ENTRIES SHOWN:
--- BEGIN ---

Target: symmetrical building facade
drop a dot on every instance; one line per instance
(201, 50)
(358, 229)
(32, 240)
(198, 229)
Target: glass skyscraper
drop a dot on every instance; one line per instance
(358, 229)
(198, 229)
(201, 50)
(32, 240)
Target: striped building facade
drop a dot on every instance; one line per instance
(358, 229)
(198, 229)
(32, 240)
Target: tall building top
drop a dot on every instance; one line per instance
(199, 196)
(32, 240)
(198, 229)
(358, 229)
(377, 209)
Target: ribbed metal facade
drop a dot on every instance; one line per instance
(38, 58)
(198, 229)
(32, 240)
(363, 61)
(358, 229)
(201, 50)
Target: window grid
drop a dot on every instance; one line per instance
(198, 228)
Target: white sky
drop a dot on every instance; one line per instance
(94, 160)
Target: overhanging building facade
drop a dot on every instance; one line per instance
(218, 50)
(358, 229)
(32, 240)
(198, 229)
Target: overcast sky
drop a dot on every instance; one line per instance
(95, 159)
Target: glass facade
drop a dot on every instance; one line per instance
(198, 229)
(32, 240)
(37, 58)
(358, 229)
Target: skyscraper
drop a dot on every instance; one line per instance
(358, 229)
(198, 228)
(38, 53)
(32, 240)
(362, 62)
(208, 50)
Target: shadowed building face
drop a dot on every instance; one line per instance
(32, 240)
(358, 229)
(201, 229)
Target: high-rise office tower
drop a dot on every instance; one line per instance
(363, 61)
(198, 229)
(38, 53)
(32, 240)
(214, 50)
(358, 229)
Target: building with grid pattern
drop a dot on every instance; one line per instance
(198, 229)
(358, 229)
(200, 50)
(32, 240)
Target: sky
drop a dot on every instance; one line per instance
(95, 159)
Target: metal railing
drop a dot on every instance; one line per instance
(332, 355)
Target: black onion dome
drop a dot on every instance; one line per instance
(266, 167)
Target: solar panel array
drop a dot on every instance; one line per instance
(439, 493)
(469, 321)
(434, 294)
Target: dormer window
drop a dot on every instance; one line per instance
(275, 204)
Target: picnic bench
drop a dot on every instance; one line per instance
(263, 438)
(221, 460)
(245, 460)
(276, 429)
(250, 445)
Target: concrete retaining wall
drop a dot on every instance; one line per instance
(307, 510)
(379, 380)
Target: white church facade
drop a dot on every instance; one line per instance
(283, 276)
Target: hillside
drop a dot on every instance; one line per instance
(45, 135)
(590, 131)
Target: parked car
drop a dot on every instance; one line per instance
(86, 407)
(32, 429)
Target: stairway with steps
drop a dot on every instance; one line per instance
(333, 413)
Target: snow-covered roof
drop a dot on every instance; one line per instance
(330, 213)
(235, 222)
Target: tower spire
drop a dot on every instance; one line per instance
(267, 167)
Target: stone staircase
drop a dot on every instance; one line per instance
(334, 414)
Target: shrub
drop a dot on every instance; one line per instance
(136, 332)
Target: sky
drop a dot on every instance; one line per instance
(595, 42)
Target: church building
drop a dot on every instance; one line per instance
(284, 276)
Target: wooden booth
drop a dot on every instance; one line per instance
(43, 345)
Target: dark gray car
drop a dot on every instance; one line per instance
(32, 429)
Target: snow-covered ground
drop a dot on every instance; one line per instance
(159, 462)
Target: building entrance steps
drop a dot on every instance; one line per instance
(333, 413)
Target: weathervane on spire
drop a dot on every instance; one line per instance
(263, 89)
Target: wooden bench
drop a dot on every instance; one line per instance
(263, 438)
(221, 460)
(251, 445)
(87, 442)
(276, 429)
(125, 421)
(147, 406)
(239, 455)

--- END ---

EXERCISE: Extract the full listing and reproduce each line exactly.

RESPONSE TO THIS TASK:
Target: symmetrical building facade
drop a dot on every instance; one line per instance
(201, 50)
(358, 229)
(32, 240)
(198, 229)
Target: glass skyscraper
drop a dot on every instance; one line per instance
(358, 229)
(198, 229)
(201, 50)
(32, 240)
Target: striped building facade
drop a dot on every instance; one line per instance
(358, 229)
(198, 229)
(32, 240)
Target: tall building top
drop a dot on every instance; one line per instance
(199, 196)
(32, 240)
(198, 229)
(358, 229)
(377, 209)
Target: ribbed metal facade
drop a dot on every instance; one line per instance
(38, 58)
(198, 229)
(32, 240)
(363, 61)
(358, 229)
(201, 50)
Target: window grid
drop a dot on every instance; one line per instance
(198, 228)
Target: white sky
drop a dot on every instance; one line per instance
(94, 160)
Target: overhanging building facade
drop a dot on every instance; one line per instance
(218, 50)
(358, 229)
(32, 240)
(198, 229)
Target: overcast sky
drop a dot on every instance; one line per instance
(95, 159)
Target: glass facade
drop a dot on every instance; one line per instance
(198, 229)
(32, 240)
(37, 58)
(358, 229)
Target: skyscraper
drop a dot on every instance; one line per instance
(358, 229)
(198, 228)
(38, 53)
(32, 240)
(362, 62)
(208, 50)
Target: shadowed building face
drop a dot on every instance; one line per instance
(32, 240)
(358, 229)
(201, 229)
Target: high-rise office tower
drop a dot on every instance; one line per instance
(363, 61)
(198, 229)
(38, 53)
(32, 240)
(214, 50)
(358, 229)
Target: building with grid pattern
drop a dot on every instance; one line per instance
(198, 229)
(358, 229)
(200, 50)
(32, 240)
Target: sky
drop a dot on every instance; one line per instance
(95, 159)
Target: metal railing
drop a dot on every instance; one line per instance
(332, 355)
Target: black onion dome
drop a dot on every instance; one line per instance
(266, 167)
Target: solar panel array
drop a dot on every instance; one line per instance
(439, 493)
(469, 321)
(434, 294)
Target: dormer window
drop a dot on every instance; one line per instance
(275, 204)
Target: picnic bench
drop a dot on every instance; one line per instance
(263, 438)
(221, 460)
(245, 460)
(276, 429)
(250, 445)
Target: concrete retaining wall
drop a dot on every instance; one line per instance
(307, 510)
(379, 380)
Target: white church facade
drop a dot on every instance; one line per instance
(283, 276)
Target: hillside
drop a dot on every instance; one line per instance
(45, 135)
(590, 131)
Target: parked car
drop a dot on every instance; one line per instance
(86, 407)
(32, 429)
Target: stairway with steps
drop a dot on every instance; one line per instance
(333, 413)
Target: snow-covered roof
drop a dot on every instance; one line per instance
(330, 213)
(235, 222)
Target: tower spire
drop a dot on every instance; one line per instance
(267, 167)
Target: stone staircase
drop a dot on every instance; one line per instance
(334, 414)
Target: shrub
drop a dot on every instance; one line per instance
(136, 332)
Target: sky
drop a dot on every instance; one line per instance
(595, 42)
Target: church building
drop a dot on every instance; one line per instance
(284, 276)
Target: wooden booth
drop a dot on every instance; one line per instance
(43, 345)
Target: dark gray car
drop a dot on every instance; one line per instance
(32, 429)
Target: snow-covered ground
drop a dot on every instance; one line per instance
(159, 462)
Target: building entrance steps
drop a dot on every instance; one line per instance
(333, 413)
Target: weathervane on spire
drop a dot on every instance; one line per instance
(263, 89)
Target: wooden bench
drop a dot on every instance; one line per instance
(263, 438)
(221, 460)
(251, 445)
(87, 442)
(276, 429)
(125, 421)
(147, 406)
(239, 455)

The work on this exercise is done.